# AIM
Each line of the material must be repeated precisely, with the pictures left out.

Start INFORMATION GIVEN

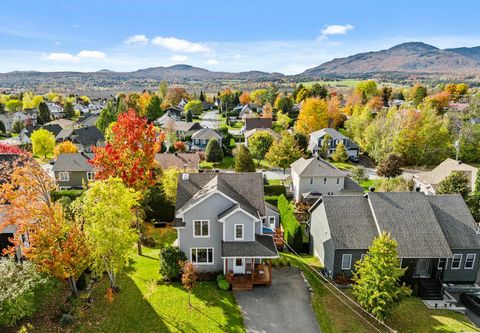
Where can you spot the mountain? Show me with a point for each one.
(407, 58)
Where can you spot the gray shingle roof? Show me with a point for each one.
(263, 246)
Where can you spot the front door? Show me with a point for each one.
(238, 266)
(422, 268)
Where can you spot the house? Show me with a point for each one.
(438, 240)
(316, 140)
(315, 177)
(180, 161)
(72, 171)
(219, 218)
(428, 182)
(251, 132)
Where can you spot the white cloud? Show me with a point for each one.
(136, 39)
(179, 58)
(335, 29)
(212, 61)
(180, 45)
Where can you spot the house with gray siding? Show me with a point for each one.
(438, 240)
(220, 220)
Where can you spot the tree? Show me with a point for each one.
(283, 152)
(154, 109)
(69, 110)
(213, 152)
(106, 209)
(44, 115)
(195, 106)
(189, 279)
(456, 183)
(243, 160)
(43, 142)
(340, 154)
(377, 276)
(65, 147)
(259, 144)
(171, 259)
(391, 166)
(313, 116)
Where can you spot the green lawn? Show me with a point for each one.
(411, 317)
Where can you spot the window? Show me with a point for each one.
(64, 176)
(201, 256)
(469, 261)
(442, 263)
(456, 261)
(346, 261)
(201, 228)
(238, 231)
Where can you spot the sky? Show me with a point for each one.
(271, 36)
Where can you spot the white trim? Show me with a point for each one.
(473, 262)
(235, 231)
(349, 261)
(459, 263)
(201, 228)
(202, 248)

End INFORMATION GIVEN

# EXPECTED ANSWER
Where can you spot the mountain? Show me with a point for each one.
(407, 58)
Where can you spot the gray shingle roof? Show me with a point for each one.
(263, 246)
Where can you spot the front door? Show me with a point for each one.
(238, 266)
(422, 268)
Where can you spot the house? Show me with a point for each one.
(438, 240)
(316, 140)
(315, 177)
(180, 161)
(72, 171)
(219, 218)
(428, 182)
(251, 132)
Where can you spot the white cloud? Show me with a point for each one.
(136, 39)
(179, 58)
(335, 29)
(212, 61)
(180, 45)
Where can you spot the house with gray siding? Show me with a point for each one.
(438, 240)
(220, 220)
Where can you spot the tree? Show me with a point for each one.
(283, 152)
(154, 109)
(69, 110)
(213, 152)
(106, 209)
(44, 115)
(195, 106)
(189, 279)
(456, 183)
(243, 160)
(43, 142)
(340, 154)
(377, 276)
(65, 147)
(259, 144)
(171, 259)
(391, 166)
(313, 116)
Where can you spot the green lawn? Show me with a point for each one.
(411, 317)
Where can you spot the window? Show me with a point for each one.
(64, 176)
(201, 256)
(469, 261)
(442, 263)
(456, 261)
(346, 261)
(201, 228)
(238, 231)
Where can you spot the sky? Show me with a point for each one.
(271, 36)
Where can you spot the white trim? Show me with a point for each one.
(473, 262)
(235, 231)
(349, 261)
(459, 263)
(201, 228)
(202, 248)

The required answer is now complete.